Collect every line below that contains the string "list" and copy each such line in full, without alteration.

* * * *

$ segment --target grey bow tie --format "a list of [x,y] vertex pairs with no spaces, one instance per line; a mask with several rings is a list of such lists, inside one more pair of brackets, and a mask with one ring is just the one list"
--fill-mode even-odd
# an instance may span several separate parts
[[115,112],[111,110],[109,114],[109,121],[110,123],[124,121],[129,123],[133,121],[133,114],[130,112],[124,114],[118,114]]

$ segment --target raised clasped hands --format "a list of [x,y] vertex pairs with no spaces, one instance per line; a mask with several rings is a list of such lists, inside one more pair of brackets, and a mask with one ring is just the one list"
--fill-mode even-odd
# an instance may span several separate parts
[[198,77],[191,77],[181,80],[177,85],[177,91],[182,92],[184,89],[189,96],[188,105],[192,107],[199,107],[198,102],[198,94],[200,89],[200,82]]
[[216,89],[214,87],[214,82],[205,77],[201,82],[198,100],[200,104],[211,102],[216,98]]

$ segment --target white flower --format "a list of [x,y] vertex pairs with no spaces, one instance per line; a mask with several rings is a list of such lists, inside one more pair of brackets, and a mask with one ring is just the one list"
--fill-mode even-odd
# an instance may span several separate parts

* * * *

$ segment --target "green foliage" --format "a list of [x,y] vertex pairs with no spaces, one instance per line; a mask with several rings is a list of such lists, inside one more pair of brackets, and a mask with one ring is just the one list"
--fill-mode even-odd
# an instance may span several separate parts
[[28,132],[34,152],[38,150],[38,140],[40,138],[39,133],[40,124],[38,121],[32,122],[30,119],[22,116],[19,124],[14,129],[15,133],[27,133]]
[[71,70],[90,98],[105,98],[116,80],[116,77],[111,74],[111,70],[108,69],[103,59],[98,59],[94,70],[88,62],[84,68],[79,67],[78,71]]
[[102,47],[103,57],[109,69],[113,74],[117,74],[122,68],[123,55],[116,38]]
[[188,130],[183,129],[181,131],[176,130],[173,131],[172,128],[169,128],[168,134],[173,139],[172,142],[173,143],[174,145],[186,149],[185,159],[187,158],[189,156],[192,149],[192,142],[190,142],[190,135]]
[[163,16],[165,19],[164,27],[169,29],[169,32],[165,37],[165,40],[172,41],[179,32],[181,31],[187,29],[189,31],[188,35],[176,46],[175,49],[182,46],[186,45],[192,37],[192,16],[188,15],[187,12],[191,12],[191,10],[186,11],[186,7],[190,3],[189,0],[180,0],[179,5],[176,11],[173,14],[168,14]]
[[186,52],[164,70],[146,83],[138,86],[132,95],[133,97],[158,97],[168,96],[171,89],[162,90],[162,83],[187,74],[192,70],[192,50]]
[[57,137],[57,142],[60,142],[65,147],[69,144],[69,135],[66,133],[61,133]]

* * * *

ANSWER TO THIS EXERCISE:
$ segment --target grey bow tie --format "a list of [x,y] vertex pairs with no spaces, one instance per line; a mask with several rings is a list of such lists, inside one more pair of brackets, and a mask with one ring is just the one list"
$ segment --target raised clasped hands --format "a list of [x,y] vertex pairs with no spaces, one instance per line; a mask with several rings is a list of such lists, inside one more pair of brackets, and a mask with one ring is just the one list"
$ segment --target white flower --format "a list of [x,y] vertex pairs with no spaces, one instance per line; a mask with several rings is a list of such lists, inside one more pair of brackets, and a mask with one ring is just the one list"
$ segment --target "green foliage" --format "a list of [x,y] vertex pairs with no spaces, one instance per line; a mask with several rings is a list of such lists, inside one more pair of brackets, and a mask with one ring is just the one list"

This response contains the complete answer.